# Extrait du texte
§

Dans la littérature poétique sassanide, une histoire morale conte un curieux débat. Le poème Draxt ī Āsōrīg (1) se présente comme une joute verbale entre une chèvre et un palmier. Composé à l’origine en parthe, il en a conservé quelques particularismes malgré sa transmission en moyen-perse. Ces deux langues employant les mêmes araméogrammes, beaucoup de mots et verbes sont similaires. Par ailleurs, elles ont coexisté pendant une partie de la période sassanide, le moyen-perse étant parlé principalement dans la région du Fārs et le parthe en Médie, l’actuel Kurdistan iranien. Ce poème issu de la littérature de sagesse regorge de détails quotidiens qui nous permettent d’appréhender le style de vie quotidien en Iran dans l’antiquité tardive. Son schéma de versification n’est pas aisément identifiable mais cela ne signifie nullement qu’il soit inexistant.

§

# Données enregistrées
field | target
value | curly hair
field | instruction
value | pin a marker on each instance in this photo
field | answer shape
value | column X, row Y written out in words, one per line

§

# Objectif visé
Quels noms de lieux (régions ou pays) l’extrait sur le poème Draxt ī Āsōrīg mentionne-t-il ? Citez-les tous.

# Zone de réponse
Fārs, Médie, Kurdistan iranien, Iran